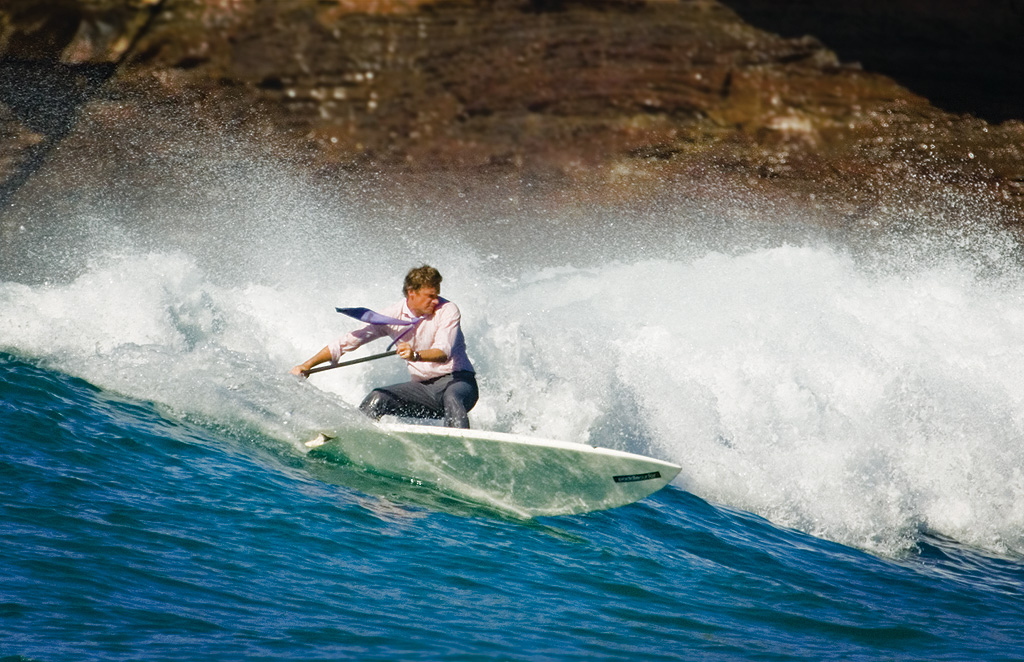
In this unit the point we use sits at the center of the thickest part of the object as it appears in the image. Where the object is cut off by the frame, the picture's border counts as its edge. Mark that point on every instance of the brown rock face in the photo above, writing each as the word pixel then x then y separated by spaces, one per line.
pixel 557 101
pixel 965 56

• • • •

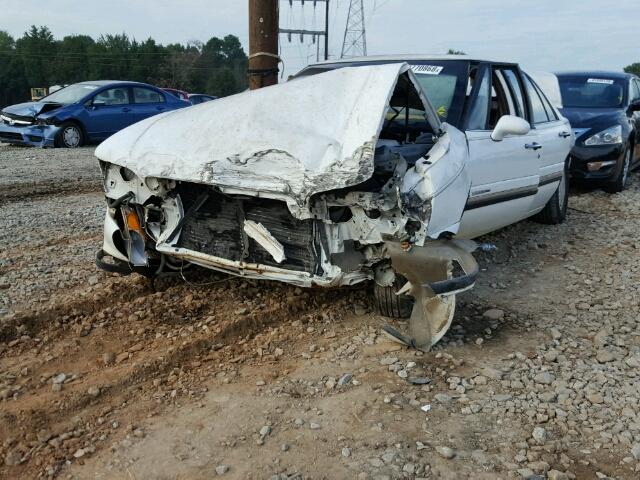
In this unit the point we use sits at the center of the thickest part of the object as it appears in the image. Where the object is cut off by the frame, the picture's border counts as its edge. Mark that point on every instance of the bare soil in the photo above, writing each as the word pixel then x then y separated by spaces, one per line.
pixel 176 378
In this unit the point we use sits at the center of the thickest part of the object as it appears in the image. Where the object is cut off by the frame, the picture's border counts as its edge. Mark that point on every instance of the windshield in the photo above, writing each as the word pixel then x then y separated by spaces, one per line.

• • • •

■ **Assignment**: In the listing above, find the line with "of the bare" and the line with "of the windshield", then reproduce both and every line between them exactly.

■ **Result of this exercise**:
In this unit the point we use sits at the center of the thickest part of the object as it appears in the image. Where the object is cut off by the frame, the picture's border counts as its edge. Mark that point on every instance of the bare soil in the photo above, writing each as the word pixel then x then y separated by spaces, one per line.
pixel 176 378
In this unit the point we use sits at the center of the thickest part of the object as it appears in the image. Where the object is cut off by the frame, the picture's border counts as its edge. Mark that point on every instance of the windshield in the photo above, writing each as the word pixel then x then y separated by spaces, one per line.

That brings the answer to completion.